[Given request] Extract the listing below in full, unchanged.

Point annotation dataset records
.....

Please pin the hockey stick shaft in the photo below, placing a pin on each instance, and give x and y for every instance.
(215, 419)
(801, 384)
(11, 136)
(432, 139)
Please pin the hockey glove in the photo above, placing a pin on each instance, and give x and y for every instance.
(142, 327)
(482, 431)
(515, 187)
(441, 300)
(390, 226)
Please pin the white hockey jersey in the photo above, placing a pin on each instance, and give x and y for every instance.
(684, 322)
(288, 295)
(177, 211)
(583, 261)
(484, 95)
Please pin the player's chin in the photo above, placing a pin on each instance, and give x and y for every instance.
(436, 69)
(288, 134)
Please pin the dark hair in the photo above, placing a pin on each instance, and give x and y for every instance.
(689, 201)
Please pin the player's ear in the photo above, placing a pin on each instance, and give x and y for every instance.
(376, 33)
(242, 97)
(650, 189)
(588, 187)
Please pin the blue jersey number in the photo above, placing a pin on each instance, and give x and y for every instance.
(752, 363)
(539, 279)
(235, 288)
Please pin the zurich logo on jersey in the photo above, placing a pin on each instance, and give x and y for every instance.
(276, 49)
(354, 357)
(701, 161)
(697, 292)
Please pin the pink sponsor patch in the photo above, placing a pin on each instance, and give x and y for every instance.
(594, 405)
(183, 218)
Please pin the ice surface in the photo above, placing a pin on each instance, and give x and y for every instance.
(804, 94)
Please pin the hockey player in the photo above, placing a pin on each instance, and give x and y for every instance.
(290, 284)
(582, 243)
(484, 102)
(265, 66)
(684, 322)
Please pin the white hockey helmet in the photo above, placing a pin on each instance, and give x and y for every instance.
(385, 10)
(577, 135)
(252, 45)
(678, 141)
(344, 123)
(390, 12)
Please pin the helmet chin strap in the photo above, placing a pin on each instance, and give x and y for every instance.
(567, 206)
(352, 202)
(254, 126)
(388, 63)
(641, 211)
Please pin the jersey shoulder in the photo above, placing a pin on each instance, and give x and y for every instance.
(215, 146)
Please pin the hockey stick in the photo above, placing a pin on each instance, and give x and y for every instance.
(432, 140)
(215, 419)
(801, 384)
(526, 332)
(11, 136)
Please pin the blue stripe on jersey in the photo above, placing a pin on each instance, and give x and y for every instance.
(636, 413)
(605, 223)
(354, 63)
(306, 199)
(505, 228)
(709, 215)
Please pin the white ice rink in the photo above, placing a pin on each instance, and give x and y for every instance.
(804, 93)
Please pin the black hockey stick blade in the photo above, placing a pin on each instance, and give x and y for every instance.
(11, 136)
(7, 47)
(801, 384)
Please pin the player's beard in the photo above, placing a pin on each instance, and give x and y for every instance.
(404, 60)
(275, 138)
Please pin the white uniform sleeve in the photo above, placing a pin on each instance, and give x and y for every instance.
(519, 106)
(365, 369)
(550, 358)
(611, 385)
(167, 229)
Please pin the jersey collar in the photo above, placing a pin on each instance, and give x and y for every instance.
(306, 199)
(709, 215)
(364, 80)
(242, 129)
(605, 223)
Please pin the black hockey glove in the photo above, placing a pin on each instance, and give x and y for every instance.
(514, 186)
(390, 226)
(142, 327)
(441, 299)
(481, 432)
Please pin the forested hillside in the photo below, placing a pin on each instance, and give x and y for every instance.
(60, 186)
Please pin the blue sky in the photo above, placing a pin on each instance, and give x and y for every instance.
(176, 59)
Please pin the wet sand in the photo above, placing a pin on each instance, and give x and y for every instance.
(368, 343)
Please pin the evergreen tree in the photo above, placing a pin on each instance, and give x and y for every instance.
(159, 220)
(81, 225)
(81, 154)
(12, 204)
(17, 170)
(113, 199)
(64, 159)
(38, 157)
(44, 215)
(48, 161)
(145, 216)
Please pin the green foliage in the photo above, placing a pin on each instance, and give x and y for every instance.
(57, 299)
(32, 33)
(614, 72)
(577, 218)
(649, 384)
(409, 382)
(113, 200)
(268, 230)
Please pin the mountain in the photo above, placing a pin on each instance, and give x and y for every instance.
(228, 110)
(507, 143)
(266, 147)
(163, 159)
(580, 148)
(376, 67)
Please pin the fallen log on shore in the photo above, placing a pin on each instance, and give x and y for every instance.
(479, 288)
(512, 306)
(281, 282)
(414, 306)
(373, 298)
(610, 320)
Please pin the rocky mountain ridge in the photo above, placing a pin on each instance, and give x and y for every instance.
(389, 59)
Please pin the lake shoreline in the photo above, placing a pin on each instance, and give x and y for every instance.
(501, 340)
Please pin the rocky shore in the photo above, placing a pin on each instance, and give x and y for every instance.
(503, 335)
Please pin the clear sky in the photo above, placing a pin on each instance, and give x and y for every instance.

.....

[Exercise output]
Please pin the hockey stick shaft in the photo below, placing a pin on each instance, and give x and y for every instance.
(215, 419)
(801, 384)
(11, 136)
(432, 139)
Please pin the hockey glove in the photo above, placing a pin on each instance, and give x and y for every instance.
(142, 327)
(482, 431)
(515, 187)
(441, 300)
(390, 226)
Please pin the white hockey jersey in the photo above, placing a pin on each instance, and give x and y for every instance.
(684, 322)
(288, 295)
(177, 211)
(583, 261)
(484, 95)
Please pin the player's chin in the photo above, placing a pin on each instance, and give x and y for every instance.
(436, 69)
(288, 134)
Please pin the dark hair in the photo above, placing a pin on each instance, and give x and y for every instance.
(689, 201)
Please pin the player's ear in the photo above, placing a pin on each instance, and give x and y for every instance.
(376, 33)
(242, 97)
(650, 189)
(588, 187)
Please pin the blue jersey number in the photo above, placing a pin on each instance, and give x and y for every instance.
(752, 363)
(539, 279)
(235, 288)
Please pin the zurich logo on jersey in the photo above, placing a pin on each instance, and give x and y for every instance.
(276, 49)
(354, 357)
(701, 161)
(697, 292)
Please pin the pink sponsor patch in the photo above, placing a pin on each instance, and give x and y for every instance.
(594, 405)
(183, 218)
Please pin the ice surface in the photo above, placing a pin on each instance, and give x and y for every instance.
(804, 94)
Please pin the hockey player in the photo above, placing a pin on each instance, and give x and y for every instance.
(290, 284)
(582, 243)
(484, 102)
(265, 66)
(684, 322)
Please pin the white hockey helmet in the photo above, placing a pin on each instance, and give x and y for every instance.
(385, 10)
(577, 135)
(252, 45)
(678, 141)
(344, 123)
(390, 12)
Please pin the helmet chin strap in the photo above, placing a pin on each instance, and give x and y for every instance.
(567, 206)
(352, 202)
(254, 126)
(388, 63)
(641, 211)
Please pin the jersey shoulder in the photo above, placing a pin on each instance, and give x and y for every instance.
(215, 146)
Please pin the hockey stick in the photo above, placing a pin on each instance, and give x and y for every instance.
(432, 140)
(215, 419)
(801, 384)
(526, 332)
(11, 136)
Please pin the blue stripe on jersey in the photo above, placing a pin on each instance, and give x and y for every instance.
(636, 413)
(605, 223)
(354, 63)
(306, 199)
(505, 228)
(709, 215)
Please pin the white ice rink in the photo above, placing a pin on each instance, and give x and y for every instance.
(804, 93)
Please pin the black hockey stick blade in the photo above, placing a pin on each instance, and give x and y for every instance.
(11, 136)
(7, 47)
(801, 384)
Please pin the player's beard in the photo above, placing a pin on each instance, and give x and y for every instance.
(404, 60)
(275, 138)
Please pin the white uniform sleeve in the photo above, placing a pin on each instance, and give x and y for every instance.
(519, 106)
(365, 369)
(550, 358)
(611, 385)
(167, 229)
Please pin the jersey collar in the photo above, placing a pin on each instance, and give x and y for every instance.
(306, 199)
(709, 215)
(364, 80)
(242, 129)
(605, 223)
Please pin the black hockey glove in the photo above, placing a pin on each instance, and give x and y for every instance.
(514, 186)
(390, 226)
(142, 327)
(441, 299)
(481, 432)
Please pin the forested hillside in the photo below, placing a pin on each instance, and give x and y for every instance.
(60, 186)
Please pin the blue sky in the photo above, placing a pin on each instance, and give x and y for every instance.
(176, 59)
Please pin the wet sand in the photo above, placing a pin on each instance, and give x and y for every instance.
(368, 343)
Please pin the evergreen tree in the photo above, placing a pin on each instance, and give x and y for every instance.
(159, 220)
(81, 225)
(81, 154)
(12, 204)
(17, 170)
(113, 199)
(64, 159)
(38, 157)
(44, 215)
(48, 161)
(145, 216)
Please pin the green foliage in the photo above, placing a pin on each instance, and give x and y for every instance.
(57, 299)
(32, 33)
(614, 72)
(577, 218)
(649, 384)
(409, 382)
(113, 200)
(268, 230)
Please pin the mountain in the photo above, placing a pin on each instance, and give x and y for every instance.
(228, 110)
(507, 143)
(266, 147)
(163, 159)
(580, 148)
(376, 67)
Please pin the fallen log on shore in the photo above, placing a pin on each instance, and give x and y for every instance.
(479, 288)
(512, 306)
(281, 282)
(414, 306)
(373, 298)
(610, 320)
Please pin the rocky mountain ridge in the photo above, placing a pin on each instance, and give x and y for every instance.
(389, 59)
Please pin the lake shoreline in the photo above, placing a pin on each instance, and give x and y for every instance.
(501, 340)
Please pin the rocky shore in the photo above, placing a pin on each instance, and give x and y for every instance.
(503, 335)
Please pin the clear sky in the photo above, placing a pin on each instance, and give x and y for every instance.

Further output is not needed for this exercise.